(Collection entries)
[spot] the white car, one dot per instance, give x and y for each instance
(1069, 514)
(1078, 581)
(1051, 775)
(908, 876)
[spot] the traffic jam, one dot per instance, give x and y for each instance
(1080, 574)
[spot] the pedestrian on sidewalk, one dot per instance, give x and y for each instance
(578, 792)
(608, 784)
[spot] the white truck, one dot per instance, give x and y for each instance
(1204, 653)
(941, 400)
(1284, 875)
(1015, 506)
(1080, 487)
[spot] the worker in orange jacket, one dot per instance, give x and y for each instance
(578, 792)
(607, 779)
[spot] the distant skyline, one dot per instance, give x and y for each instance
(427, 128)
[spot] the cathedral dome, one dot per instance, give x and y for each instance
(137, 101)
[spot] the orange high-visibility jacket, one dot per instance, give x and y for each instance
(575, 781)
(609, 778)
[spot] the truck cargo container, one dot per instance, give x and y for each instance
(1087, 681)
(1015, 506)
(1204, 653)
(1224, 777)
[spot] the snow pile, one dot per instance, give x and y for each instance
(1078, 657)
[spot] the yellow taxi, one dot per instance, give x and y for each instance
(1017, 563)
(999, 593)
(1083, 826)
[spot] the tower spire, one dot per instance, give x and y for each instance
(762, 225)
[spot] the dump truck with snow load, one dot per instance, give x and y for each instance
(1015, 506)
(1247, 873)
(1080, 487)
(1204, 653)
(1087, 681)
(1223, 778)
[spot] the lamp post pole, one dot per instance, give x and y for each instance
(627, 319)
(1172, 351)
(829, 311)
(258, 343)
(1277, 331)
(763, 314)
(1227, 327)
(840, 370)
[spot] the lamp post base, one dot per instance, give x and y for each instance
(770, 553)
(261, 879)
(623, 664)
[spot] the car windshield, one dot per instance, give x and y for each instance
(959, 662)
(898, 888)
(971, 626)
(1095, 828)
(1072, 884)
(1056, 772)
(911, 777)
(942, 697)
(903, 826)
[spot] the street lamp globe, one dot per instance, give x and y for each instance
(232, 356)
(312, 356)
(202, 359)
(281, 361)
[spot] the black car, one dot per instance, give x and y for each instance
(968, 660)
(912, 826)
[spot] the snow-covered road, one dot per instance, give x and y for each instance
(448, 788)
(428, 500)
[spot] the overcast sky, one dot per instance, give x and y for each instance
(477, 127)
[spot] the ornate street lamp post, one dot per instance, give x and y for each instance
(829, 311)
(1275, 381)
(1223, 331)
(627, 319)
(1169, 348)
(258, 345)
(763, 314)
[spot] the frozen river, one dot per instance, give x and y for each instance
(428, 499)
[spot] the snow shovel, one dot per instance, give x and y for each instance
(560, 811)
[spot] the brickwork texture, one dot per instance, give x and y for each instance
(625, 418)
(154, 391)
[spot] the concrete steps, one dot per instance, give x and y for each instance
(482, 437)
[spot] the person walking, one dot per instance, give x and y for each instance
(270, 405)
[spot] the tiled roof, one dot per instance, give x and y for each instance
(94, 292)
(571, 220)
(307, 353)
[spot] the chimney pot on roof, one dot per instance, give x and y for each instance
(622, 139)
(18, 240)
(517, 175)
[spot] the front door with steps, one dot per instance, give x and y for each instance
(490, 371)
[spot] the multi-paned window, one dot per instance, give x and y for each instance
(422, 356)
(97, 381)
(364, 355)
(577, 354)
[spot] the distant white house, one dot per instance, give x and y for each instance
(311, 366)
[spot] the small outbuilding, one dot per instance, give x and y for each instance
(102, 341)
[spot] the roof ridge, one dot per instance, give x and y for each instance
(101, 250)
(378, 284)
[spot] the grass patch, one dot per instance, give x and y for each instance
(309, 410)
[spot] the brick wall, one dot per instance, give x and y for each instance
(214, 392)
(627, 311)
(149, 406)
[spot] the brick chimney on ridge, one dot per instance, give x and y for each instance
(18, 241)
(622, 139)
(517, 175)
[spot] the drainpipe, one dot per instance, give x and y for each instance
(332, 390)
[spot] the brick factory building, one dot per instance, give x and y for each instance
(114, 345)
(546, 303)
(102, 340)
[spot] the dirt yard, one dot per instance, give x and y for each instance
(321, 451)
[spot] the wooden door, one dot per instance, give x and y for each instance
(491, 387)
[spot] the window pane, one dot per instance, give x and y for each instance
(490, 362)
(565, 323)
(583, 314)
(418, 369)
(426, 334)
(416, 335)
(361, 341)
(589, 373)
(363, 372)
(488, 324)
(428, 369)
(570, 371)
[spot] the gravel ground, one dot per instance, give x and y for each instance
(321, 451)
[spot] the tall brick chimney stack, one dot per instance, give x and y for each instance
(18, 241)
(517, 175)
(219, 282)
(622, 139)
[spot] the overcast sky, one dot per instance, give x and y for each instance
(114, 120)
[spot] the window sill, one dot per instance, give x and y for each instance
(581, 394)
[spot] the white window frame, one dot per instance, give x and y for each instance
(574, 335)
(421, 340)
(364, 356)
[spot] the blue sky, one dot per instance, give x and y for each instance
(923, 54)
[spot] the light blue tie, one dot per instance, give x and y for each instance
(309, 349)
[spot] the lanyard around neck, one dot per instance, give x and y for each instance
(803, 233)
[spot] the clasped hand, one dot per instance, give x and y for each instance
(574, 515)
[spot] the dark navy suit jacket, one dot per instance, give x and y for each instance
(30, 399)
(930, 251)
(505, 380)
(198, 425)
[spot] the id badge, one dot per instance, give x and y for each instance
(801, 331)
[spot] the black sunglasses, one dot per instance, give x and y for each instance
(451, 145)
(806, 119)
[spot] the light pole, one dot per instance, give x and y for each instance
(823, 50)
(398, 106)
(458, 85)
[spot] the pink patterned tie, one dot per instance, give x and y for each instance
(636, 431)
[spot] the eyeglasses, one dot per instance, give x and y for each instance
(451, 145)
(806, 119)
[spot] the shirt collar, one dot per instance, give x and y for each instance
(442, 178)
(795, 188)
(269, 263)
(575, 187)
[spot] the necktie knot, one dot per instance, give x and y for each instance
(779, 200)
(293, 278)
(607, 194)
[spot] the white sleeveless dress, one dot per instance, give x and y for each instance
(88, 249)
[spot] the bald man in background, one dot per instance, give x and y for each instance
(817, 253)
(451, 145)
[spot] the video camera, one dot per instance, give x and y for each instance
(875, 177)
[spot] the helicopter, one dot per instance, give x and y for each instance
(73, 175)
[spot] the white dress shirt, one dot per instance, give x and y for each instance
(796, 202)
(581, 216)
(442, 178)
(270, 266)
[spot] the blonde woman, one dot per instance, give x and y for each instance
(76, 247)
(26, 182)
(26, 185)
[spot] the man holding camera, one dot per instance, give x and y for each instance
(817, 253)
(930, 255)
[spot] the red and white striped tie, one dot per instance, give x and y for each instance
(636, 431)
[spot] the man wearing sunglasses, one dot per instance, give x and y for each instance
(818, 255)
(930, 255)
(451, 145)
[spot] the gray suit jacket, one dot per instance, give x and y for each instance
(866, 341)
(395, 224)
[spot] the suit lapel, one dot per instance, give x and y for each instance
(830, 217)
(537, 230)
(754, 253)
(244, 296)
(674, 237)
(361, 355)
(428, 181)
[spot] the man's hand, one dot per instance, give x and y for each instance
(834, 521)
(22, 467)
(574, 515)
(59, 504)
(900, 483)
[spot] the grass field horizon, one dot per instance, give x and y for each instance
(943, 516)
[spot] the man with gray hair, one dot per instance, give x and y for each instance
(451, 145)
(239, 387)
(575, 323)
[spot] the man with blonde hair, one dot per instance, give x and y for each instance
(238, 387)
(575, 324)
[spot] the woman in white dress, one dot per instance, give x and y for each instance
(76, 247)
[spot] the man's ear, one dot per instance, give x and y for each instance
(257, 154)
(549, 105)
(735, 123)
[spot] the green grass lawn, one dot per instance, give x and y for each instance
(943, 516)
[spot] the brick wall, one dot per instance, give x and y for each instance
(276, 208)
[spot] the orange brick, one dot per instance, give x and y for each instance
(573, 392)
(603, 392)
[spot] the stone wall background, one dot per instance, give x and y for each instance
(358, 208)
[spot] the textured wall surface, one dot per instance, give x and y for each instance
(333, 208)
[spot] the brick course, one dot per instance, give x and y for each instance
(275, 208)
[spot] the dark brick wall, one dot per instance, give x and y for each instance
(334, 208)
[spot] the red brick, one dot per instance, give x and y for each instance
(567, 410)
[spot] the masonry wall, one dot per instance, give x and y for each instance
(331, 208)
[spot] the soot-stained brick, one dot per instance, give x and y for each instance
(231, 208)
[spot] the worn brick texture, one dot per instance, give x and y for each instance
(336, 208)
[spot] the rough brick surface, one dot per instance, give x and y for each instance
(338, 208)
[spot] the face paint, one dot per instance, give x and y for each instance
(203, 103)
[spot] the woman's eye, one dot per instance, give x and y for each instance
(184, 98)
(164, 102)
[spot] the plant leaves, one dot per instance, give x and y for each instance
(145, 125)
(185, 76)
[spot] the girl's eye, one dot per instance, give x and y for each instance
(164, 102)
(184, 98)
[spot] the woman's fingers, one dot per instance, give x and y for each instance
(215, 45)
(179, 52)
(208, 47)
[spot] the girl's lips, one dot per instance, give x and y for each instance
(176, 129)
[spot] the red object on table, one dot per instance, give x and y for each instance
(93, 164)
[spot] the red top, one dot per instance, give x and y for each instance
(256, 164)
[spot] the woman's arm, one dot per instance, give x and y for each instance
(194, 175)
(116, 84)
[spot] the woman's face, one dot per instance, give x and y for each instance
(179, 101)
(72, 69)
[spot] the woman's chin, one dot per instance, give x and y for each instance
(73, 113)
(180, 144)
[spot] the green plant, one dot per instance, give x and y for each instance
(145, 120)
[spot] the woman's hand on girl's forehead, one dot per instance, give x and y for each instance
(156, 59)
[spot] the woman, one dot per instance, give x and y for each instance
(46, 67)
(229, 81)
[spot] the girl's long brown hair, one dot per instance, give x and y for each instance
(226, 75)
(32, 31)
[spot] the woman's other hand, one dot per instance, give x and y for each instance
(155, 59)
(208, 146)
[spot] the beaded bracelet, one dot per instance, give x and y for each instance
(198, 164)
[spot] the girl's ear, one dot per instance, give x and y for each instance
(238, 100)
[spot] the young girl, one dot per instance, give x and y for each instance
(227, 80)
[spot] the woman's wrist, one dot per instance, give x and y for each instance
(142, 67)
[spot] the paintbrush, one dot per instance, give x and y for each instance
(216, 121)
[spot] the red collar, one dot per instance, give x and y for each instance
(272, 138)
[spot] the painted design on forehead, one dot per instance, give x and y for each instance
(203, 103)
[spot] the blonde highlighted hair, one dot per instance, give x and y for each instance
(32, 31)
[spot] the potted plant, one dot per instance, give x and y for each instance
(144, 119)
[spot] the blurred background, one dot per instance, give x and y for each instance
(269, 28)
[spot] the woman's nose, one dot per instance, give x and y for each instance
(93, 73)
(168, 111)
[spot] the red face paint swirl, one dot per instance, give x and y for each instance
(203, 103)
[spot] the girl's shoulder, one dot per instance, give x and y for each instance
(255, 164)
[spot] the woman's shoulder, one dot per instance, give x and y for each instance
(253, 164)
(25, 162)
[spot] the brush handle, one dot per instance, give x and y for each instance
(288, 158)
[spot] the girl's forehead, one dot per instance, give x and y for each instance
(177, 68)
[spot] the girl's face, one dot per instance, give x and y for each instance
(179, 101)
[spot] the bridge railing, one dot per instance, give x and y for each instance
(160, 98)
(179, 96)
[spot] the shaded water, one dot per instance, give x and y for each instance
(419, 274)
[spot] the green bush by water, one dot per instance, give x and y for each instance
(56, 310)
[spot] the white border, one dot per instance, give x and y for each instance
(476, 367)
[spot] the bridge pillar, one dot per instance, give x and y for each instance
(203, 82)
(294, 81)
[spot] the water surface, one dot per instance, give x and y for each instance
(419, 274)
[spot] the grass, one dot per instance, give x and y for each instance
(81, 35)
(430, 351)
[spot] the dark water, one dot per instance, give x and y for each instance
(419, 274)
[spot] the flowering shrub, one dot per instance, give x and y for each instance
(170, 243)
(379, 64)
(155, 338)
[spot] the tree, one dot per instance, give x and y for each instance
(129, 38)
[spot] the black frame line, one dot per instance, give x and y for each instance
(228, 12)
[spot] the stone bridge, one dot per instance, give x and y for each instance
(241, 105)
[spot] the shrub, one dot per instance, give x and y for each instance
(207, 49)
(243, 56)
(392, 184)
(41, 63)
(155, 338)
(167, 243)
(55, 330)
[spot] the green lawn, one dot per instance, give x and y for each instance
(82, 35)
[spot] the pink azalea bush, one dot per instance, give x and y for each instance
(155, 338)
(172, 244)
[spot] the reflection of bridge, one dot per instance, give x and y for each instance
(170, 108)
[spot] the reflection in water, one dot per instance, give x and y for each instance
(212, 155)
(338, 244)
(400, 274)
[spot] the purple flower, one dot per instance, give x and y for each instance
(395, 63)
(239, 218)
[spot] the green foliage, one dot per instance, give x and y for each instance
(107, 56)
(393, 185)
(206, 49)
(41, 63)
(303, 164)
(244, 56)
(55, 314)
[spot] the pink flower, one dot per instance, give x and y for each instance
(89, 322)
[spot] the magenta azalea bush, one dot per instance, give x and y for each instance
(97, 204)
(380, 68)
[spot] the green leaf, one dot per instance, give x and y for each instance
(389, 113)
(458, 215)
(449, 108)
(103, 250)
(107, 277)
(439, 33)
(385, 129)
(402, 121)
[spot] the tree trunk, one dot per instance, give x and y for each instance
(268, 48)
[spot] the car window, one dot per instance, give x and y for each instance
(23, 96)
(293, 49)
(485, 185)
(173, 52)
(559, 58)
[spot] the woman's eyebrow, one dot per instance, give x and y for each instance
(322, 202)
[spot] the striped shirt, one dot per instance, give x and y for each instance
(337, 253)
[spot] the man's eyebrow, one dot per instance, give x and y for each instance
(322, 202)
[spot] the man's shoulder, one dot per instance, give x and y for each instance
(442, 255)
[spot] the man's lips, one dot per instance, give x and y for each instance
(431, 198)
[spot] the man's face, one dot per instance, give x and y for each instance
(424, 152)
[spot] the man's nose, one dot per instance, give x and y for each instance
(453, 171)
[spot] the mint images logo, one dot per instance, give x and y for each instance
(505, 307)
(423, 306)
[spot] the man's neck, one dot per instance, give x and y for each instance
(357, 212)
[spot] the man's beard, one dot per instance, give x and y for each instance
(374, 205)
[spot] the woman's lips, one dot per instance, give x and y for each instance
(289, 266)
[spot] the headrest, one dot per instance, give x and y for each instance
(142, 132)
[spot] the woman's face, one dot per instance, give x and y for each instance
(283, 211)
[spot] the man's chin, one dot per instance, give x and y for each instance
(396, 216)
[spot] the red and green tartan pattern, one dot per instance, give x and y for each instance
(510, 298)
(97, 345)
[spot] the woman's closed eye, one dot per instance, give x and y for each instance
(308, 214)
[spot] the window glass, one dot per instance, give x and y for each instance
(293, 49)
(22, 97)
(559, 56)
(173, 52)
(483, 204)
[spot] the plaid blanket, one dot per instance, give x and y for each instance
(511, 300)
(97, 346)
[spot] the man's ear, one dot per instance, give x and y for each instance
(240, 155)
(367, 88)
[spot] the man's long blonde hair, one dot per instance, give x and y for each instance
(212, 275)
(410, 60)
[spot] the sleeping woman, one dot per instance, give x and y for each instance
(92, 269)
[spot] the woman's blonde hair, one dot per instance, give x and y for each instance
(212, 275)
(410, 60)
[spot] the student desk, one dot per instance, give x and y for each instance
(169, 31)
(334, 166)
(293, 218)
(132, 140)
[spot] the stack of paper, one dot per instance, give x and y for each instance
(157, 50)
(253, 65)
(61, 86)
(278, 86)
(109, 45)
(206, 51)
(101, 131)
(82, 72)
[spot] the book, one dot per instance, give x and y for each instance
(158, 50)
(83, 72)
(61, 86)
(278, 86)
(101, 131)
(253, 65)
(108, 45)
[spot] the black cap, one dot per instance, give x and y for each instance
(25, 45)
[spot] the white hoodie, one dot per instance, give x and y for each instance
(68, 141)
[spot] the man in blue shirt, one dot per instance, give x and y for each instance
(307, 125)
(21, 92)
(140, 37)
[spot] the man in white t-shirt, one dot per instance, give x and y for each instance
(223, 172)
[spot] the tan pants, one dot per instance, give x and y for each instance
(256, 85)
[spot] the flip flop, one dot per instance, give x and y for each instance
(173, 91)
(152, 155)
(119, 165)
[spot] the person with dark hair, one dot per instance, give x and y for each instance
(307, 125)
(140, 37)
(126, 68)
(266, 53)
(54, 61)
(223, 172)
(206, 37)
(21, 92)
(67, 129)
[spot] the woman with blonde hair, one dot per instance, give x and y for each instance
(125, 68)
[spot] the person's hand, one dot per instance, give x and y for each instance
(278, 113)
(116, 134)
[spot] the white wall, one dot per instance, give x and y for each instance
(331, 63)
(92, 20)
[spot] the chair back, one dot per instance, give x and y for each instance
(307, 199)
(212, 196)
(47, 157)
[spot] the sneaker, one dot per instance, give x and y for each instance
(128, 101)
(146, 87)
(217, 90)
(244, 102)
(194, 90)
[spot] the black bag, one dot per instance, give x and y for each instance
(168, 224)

**TASK DESCRIPTION**
Output only the lines running from the line with "[spot] the person with" through the final line of the data, inclusive.

**RESPONSE FOR THIS EXERCISE**
[spot] the person with dark hair, one dot per instance, give x and y for each instance
(307, 125)
(140, 37)
(126, 68)
(266, 53)
(54, 61)
(223, 172)
(206, 37)
(21, 92)
(67, 129)
[spot] the woman with blonde hair, one dot per instance, give x and y for each instance
(125, 68)
[spot] the person's hand, one dot per instance, give x and y for each instance
(278, 113)
(116, 134)
[spot] the white wall, one dot per instance, give x and y for each instance
(331, 63)
(92, 20)
[spot] the chair back, one dot per instance, give x and y for each instance
(307, 199)
(212, 196)
(47, 157)
[spot] the sneaker, one dot per instance, give x and y for each instance
(128, 101)
(146, 87)
(217, 90)
(244, 102)
(194, 90)
[spot] the black bag, one dot per instance, give x and y for each instance
(168, 224)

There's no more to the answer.